=== Reading text ===

With more people and fishing activities, the island has witnessed a decrease in fish stocks over time. Sablan highlighted that high fishing pressure has caused a shift in the size of some species, emphasizing the importance of studying specific fishes to understand their life history and response to fishing pressure.


Additionally, Sablan pointed out other threats to reef fish stocks, such as sedimentation from badlands runoff and irresponsible development, as well as coral bleaching caused by rising ocean temperatures due to greenhouse gases and sedimentation. To contribute to fish stock preservation, Sablan urged Guam fishers to harvest only what they need and use sustainable methods. She also encouraged their participation in monitoring programs like the UOG Sea Grant Creel program.

Citizen science initiatives in fisheries biology can help address global challenges such as overfishing, bycatch, and habitat conservation by spreading awareness and engaging fishers in sustainable practices. She said involving the community in fisheries management creates a sense of responsibility toward the preservation of reef fisheries.

“Getting the community involved, especially fishers whose actions can directly influence their environment, helps spread awareness on the issues facing our reef fisheries," Sablan said. "Involvement also entails awareness on the solutions and sustainable actions we can take to ensure our reef fisheries can sustain future generations."

===

#### Problem
In the article on Guam's reef fish stocks, which monitoring program did Sablan encourage fishers to take part in?

=== Study material ===

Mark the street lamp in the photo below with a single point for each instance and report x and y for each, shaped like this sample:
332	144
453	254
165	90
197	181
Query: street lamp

===

#### Answer section
The UOG Sea Grant Creel program.